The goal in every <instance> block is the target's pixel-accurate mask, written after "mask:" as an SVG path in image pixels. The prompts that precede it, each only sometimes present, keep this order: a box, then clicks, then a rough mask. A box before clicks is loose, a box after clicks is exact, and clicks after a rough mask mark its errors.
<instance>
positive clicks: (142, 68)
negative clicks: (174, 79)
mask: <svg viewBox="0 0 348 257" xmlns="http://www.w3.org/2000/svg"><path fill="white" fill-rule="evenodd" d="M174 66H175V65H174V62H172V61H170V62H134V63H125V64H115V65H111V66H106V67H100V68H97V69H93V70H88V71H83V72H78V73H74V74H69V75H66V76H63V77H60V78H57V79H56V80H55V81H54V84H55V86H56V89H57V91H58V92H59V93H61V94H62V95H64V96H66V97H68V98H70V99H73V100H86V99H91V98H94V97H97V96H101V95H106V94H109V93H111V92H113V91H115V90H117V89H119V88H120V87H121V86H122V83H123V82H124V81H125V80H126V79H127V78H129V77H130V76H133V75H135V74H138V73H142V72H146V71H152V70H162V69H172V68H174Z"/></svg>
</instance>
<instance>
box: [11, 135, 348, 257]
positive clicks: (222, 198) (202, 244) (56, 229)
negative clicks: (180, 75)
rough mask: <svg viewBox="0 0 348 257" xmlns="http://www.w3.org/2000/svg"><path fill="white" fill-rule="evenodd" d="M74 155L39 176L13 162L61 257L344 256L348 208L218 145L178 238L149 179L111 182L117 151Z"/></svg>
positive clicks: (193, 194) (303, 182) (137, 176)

### TASK DESCRIPTION
Please find every line in the listing that holds the string "positive" and copy it.

### SOLUTION FOR THIS PROBLEM
positive clicks: (142, 68)
positive clicks: (222, 198) (202, 244) (56, 229)
positive clicks: (193, 194) (303, 182) (137, 176)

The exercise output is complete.